*Problem description*:
Copy the rows below character for character, starting with the line that contains "Now, your task: detect every white car" and going on through the line that contains "(207, 353), (340, 396)", both of those lines included.

*Input material*:

<<<<

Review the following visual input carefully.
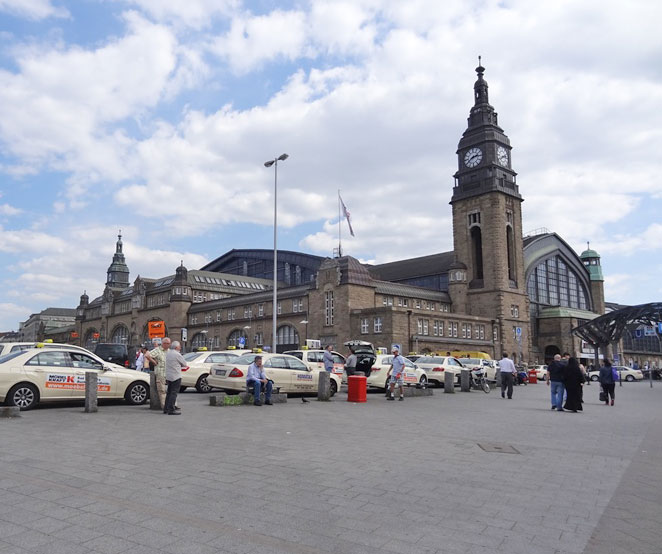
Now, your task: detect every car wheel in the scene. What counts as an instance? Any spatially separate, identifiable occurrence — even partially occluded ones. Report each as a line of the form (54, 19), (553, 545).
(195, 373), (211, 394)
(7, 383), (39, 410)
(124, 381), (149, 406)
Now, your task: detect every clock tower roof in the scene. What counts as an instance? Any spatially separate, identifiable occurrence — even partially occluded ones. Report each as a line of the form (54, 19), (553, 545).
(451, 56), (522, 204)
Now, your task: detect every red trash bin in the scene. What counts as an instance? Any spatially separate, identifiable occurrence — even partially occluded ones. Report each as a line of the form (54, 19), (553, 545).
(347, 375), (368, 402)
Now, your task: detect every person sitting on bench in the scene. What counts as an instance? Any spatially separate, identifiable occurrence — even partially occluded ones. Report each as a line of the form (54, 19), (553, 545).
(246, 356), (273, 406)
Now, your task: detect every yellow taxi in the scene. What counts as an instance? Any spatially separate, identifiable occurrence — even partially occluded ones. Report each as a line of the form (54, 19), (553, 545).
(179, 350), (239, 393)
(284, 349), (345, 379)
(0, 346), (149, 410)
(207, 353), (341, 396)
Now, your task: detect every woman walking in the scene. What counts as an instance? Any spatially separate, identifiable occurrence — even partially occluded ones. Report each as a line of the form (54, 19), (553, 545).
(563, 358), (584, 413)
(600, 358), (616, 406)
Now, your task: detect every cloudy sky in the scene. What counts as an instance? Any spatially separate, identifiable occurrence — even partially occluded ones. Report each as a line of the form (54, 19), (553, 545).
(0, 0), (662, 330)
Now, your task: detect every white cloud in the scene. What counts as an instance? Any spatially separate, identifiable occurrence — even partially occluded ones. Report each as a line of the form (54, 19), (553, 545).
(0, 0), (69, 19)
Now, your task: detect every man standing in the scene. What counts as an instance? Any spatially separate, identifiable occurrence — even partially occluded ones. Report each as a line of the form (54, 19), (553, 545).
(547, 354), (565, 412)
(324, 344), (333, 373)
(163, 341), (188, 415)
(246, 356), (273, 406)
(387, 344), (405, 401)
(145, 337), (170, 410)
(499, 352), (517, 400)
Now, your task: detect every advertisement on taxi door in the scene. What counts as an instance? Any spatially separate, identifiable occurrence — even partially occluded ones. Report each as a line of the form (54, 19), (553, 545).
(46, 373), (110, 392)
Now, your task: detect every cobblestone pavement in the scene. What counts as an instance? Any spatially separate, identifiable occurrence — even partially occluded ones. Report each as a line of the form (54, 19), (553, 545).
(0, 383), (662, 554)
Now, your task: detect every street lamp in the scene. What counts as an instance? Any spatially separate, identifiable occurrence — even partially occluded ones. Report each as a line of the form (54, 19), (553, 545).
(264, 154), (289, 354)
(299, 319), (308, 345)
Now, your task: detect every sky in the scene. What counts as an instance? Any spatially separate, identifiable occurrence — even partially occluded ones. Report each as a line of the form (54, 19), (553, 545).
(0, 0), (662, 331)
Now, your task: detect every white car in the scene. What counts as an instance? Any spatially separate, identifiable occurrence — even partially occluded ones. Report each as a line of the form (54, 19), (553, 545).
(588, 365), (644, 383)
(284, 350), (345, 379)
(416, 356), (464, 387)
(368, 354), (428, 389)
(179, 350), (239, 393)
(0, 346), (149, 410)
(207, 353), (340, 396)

>>>>
<<<<

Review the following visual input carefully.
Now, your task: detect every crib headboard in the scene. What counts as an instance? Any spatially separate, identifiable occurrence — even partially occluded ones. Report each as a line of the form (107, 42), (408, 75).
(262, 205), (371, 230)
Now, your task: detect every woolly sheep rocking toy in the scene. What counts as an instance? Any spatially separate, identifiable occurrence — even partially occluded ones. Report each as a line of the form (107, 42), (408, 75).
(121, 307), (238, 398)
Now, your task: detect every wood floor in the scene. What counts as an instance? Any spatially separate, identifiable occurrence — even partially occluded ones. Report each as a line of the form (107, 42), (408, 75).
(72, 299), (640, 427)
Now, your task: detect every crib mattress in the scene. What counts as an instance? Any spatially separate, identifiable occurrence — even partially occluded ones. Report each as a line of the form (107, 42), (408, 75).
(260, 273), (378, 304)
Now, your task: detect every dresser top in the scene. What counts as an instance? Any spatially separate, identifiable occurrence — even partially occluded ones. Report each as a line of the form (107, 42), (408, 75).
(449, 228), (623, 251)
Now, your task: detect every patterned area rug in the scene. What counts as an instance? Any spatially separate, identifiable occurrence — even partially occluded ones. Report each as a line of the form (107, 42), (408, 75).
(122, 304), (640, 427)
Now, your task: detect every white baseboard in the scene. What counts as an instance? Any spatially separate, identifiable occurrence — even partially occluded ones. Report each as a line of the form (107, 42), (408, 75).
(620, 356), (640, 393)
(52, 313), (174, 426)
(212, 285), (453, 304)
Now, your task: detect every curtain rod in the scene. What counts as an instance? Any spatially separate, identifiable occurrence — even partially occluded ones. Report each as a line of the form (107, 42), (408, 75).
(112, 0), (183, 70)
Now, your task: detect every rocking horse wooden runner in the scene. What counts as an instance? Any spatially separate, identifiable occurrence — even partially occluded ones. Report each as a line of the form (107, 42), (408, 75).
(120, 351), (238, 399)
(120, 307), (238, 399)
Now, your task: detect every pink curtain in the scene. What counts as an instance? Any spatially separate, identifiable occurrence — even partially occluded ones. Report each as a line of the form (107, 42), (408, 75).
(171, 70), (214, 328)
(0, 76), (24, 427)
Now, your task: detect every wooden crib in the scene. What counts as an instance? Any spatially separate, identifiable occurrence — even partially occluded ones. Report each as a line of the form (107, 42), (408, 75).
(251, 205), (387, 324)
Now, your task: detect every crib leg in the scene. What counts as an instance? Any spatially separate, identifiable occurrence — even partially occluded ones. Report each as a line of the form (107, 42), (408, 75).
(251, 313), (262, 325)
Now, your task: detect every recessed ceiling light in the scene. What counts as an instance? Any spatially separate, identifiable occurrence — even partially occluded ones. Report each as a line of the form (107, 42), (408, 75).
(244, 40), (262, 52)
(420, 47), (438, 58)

>>>>

*Full answer*:
Now, your task: detect every white car in the scene. What counts as an instance? Any spatially separate, identifiable occurrence — even partially occluded ones. Report each as a line of the form (54, 19), (553, 545).
(588, 365), (644, 383)
(284, 350), (345, 379)
(416, 356), (464, 387)
(368, 354), (428, 389)
(179, 350), (239, 393)
(0, 346), (149, 410)
(207, 353), (340, 396)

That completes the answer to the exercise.